- _WHAT TO DO_
In the entries below, find each line with the string "floor" and copy it.

- _DATA PROVIDED_

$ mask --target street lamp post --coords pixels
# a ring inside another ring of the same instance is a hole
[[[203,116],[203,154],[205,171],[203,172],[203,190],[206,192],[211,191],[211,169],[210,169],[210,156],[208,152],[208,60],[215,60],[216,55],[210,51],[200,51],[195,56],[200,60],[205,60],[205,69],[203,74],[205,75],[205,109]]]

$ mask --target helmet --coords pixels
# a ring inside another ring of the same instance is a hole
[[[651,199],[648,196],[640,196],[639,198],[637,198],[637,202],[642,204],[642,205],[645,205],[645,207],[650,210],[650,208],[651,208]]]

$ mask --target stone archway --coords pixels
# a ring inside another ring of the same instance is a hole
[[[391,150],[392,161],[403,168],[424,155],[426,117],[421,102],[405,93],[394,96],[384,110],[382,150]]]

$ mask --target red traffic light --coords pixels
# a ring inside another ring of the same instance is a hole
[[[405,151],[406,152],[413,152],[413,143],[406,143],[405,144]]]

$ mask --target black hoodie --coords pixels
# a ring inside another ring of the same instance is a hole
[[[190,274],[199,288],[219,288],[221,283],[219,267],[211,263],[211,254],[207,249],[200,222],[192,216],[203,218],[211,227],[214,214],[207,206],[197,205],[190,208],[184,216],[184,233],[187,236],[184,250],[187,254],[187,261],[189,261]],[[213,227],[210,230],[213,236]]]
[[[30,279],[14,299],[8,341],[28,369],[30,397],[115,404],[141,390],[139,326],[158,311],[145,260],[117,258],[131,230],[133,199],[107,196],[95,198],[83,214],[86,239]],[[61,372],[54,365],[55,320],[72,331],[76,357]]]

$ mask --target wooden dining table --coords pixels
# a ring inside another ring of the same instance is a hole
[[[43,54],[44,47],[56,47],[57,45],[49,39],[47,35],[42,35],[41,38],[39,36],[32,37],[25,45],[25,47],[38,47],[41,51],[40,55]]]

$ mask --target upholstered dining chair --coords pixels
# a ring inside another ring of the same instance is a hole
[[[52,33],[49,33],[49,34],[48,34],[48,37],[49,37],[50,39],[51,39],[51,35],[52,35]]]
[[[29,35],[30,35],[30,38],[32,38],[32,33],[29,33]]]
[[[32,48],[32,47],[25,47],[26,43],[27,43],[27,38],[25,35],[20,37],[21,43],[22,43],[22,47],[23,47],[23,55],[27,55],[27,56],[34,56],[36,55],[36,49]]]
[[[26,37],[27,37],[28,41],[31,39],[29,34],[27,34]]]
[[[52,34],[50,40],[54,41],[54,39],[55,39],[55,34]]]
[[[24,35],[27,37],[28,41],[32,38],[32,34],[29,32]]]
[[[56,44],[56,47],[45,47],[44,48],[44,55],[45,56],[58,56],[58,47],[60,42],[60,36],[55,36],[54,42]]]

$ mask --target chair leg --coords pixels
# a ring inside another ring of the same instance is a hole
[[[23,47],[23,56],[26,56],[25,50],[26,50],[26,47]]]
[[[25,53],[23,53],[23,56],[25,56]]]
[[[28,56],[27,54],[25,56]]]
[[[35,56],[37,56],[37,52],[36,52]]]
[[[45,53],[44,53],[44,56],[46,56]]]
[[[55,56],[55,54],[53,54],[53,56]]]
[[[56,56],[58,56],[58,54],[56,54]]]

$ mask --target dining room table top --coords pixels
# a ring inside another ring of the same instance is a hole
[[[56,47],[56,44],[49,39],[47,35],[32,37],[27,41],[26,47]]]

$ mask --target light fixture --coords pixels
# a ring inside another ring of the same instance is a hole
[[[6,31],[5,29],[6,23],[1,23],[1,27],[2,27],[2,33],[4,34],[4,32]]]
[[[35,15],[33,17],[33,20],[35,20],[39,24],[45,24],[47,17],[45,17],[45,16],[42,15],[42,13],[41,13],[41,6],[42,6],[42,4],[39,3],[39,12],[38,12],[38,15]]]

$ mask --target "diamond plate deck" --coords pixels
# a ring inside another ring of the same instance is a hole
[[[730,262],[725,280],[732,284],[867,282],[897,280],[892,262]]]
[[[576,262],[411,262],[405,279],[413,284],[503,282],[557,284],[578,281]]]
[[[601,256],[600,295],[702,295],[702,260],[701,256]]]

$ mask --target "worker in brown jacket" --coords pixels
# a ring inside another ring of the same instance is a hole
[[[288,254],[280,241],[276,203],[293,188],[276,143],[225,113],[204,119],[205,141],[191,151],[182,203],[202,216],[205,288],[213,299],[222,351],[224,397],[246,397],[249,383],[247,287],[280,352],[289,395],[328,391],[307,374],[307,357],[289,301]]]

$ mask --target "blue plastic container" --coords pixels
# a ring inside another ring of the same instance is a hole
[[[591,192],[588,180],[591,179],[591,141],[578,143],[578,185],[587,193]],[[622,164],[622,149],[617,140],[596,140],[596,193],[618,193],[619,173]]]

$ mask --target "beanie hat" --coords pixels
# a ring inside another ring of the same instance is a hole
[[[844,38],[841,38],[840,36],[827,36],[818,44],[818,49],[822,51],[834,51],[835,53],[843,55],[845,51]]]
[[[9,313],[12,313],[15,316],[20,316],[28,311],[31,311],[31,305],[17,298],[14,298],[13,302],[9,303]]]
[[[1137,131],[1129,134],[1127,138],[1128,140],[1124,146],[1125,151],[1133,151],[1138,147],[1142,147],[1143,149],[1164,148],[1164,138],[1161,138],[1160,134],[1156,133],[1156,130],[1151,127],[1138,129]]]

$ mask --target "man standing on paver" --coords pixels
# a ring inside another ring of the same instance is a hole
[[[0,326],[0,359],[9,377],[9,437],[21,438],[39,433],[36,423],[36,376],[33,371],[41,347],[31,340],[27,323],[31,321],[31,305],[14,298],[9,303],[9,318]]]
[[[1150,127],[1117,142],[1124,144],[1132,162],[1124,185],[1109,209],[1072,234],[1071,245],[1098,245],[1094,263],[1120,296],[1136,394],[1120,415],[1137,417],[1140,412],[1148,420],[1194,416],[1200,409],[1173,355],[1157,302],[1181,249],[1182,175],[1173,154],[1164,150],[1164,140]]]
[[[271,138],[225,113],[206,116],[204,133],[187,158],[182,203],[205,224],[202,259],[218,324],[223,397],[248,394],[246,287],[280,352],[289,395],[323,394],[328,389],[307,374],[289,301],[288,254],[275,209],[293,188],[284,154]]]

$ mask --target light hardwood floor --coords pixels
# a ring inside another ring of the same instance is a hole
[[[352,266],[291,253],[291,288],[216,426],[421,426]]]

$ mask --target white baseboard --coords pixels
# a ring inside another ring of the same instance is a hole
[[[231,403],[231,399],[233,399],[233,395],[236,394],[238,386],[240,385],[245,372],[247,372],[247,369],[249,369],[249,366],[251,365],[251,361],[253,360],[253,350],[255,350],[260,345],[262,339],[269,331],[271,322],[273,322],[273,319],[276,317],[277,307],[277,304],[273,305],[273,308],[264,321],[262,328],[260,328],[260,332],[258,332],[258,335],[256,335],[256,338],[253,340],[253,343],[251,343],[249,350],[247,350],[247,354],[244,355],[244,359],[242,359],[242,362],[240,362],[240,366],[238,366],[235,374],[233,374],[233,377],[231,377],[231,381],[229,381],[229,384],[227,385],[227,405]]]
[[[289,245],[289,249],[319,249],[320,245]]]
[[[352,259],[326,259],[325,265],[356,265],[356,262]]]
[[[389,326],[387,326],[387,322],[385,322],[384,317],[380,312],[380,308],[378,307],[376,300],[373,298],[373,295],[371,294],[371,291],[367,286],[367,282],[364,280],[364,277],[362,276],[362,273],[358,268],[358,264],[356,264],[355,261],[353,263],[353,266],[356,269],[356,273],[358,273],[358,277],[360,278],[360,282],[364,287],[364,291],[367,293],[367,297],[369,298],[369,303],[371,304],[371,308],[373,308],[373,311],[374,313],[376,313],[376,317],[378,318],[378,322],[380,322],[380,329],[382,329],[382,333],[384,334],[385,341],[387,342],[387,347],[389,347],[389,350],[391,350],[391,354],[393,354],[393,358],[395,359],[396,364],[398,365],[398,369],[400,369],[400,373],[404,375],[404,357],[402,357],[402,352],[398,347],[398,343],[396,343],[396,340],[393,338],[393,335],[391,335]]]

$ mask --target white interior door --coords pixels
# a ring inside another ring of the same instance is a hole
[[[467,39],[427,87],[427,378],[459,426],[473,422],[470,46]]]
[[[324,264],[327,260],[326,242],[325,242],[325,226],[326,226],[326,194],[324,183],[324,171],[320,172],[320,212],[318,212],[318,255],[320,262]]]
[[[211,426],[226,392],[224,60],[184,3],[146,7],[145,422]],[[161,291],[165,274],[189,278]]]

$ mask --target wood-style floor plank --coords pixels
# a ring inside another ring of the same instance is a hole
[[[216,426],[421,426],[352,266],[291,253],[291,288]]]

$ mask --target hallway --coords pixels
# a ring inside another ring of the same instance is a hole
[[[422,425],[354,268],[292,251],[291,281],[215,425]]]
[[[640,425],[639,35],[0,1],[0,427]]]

- _ANSWER SPACE_
$ mask --target light hardwood floor --coords pixels
$ mask --target wood-style floor plank --coords pixels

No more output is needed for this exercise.